--- What to produce ---
Set the records down again exactly, apart from any pictures in them.

--- Exercise data ---
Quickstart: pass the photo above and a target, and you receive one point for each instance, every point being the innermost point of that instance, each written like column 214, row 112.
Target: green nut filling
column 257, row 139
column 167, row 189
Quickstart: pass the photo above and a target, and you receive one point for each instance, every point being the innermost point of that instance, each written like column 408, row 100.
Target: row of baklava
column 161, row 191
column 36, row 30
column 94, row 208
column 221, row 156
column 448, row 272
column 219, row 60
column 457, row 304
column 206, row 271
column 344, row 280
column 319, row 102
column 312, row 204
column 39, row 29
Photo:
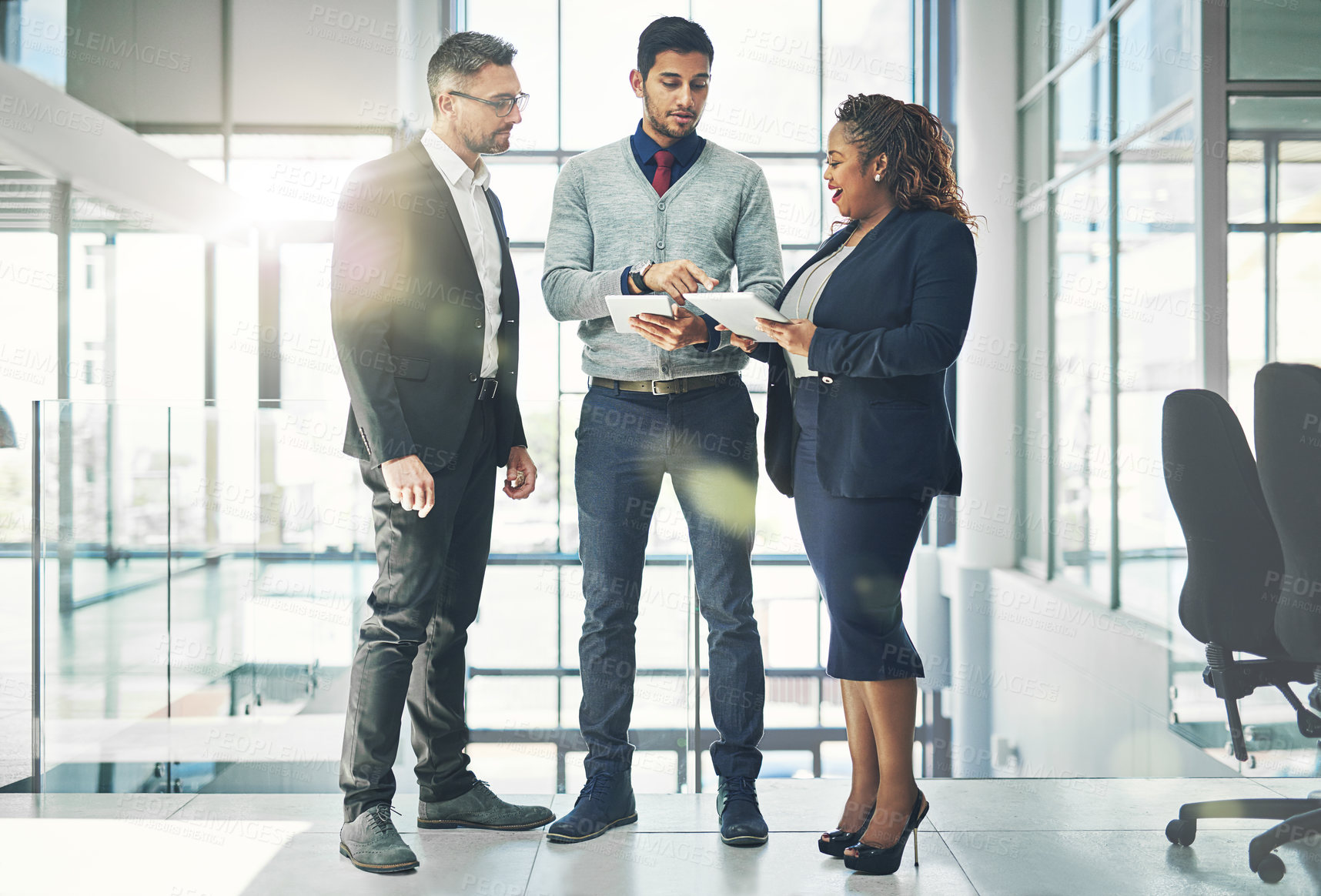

--- Answer for the task ---
Quickstart: pass the photo above and a target, and you receive one point for each instance, every point being the innermost point of that instance, each written like column 214, row 112.
Target: green nut filling
column 257, row 139
column 167, row 189
Quickstart: pass the photo above and a target, and you receive one point for each instance, every point being the innermost point of that instance, each written like column 408, row 100.
Target: row of baklava
column 161, row 191
column 36, row 30
column 94, row 208
column 221, row 156
column 448, row 272
column 219, row 60
column 457, row 304
column 206, row 271
column 344, row 280
column 319, row 102
column 312, row 204
column 39, row 29
Photo:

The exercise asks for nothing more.